2012-12-18 18:20:35 | 子ども/学校
 少年たちの行方



 宮崎勤


 このブログでも少し触れたことがある宮崎勤のことを、みなさんも覚えていると思う。1988年から1989年まで、埼玉・東京の幼女が連続して誘拐され、殺された事件のことである。しかし、2008年、宮崎の死刑が執行されたことを、私たちのどれだけが覚えているだろう。聞けば宮崎は、絞首刑は転落死のイメージがあり、それを忌み嫌い、アメリカのような薬物での執行を申し出たという。
 悲しい事件だった。被害者の家族は愛する娘を失い我を取り戻せず、その後家庭崩壊になったところもあると聞く。また、宮崎の家族は家を逃げ、姓を変えるが、姉は決まっていた結婚も破談。父は自殺を遂げる。
 この事件は異常性欲の持ち主が起こした異常な事件だとして、世間ならびにメディアは落ち着こうとしたのではないだろうか。人々の恐れが引き起こしたパニックの最たるものは「個室」と「ホラー/ロリコンビデオ」は、健全な青少年の育成を妨げる、といったものだった。「ギニーピック」(スナッフフィルム)は、そのやり玉に挙げられた。勤被告の暮らしていた部屋におびただしい数のビデオが積み上げられていたのだ。
══════════════════════════════
- **課題**
宮崎勤の事件についての本文で、かぎかっこ「」でくくられている言葉をすべて書き出してください。 このあとの行は、上の本文とは関係がありません。

- **資料**
══════════════════════════════
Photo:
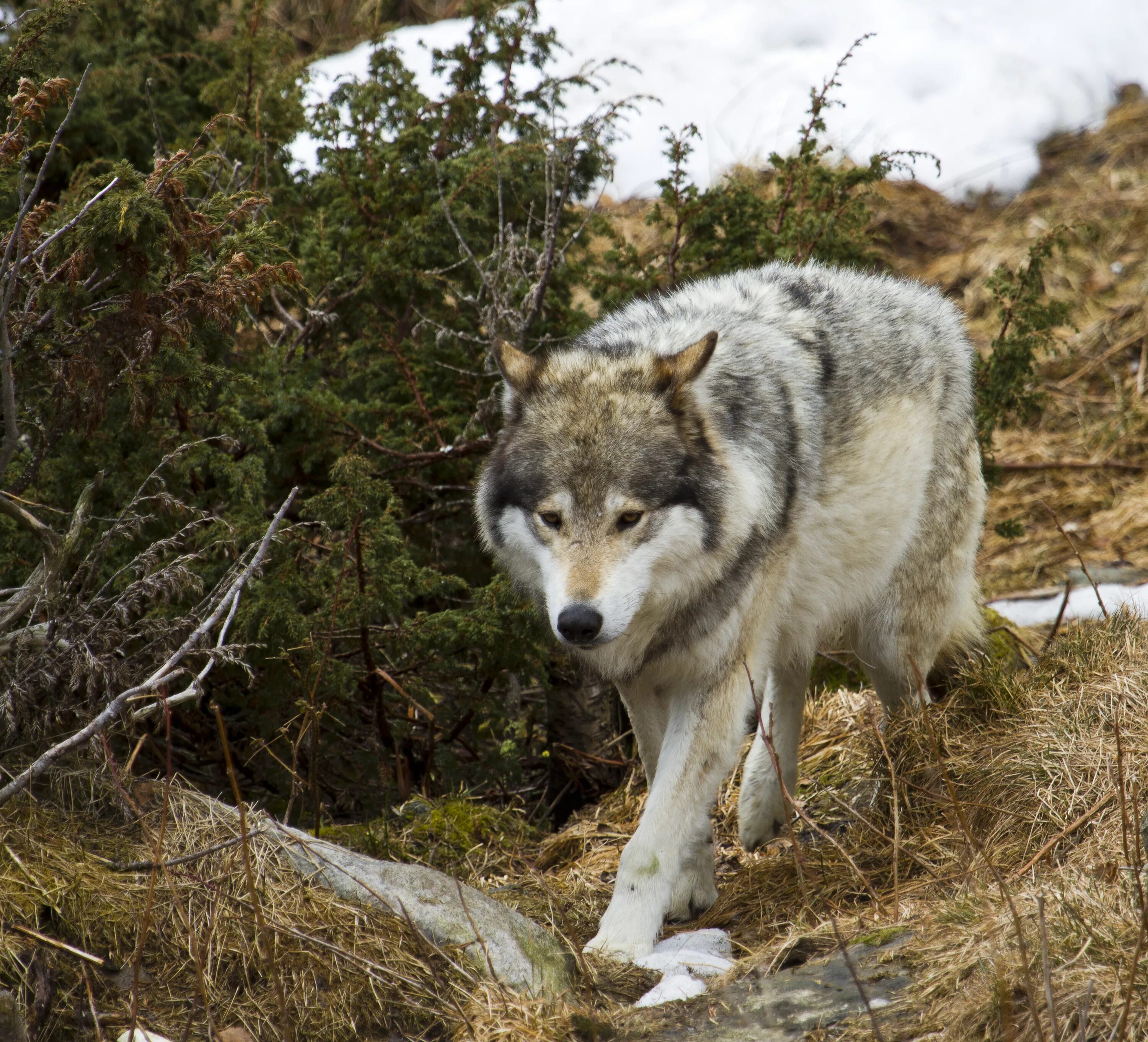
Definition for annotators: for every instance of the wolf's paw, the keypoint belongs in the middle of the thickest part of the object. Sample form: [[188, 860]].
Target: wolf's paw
══════════════════════════════
- **解答**
個室
ホラー/ロリコンビデオ
ギニーピック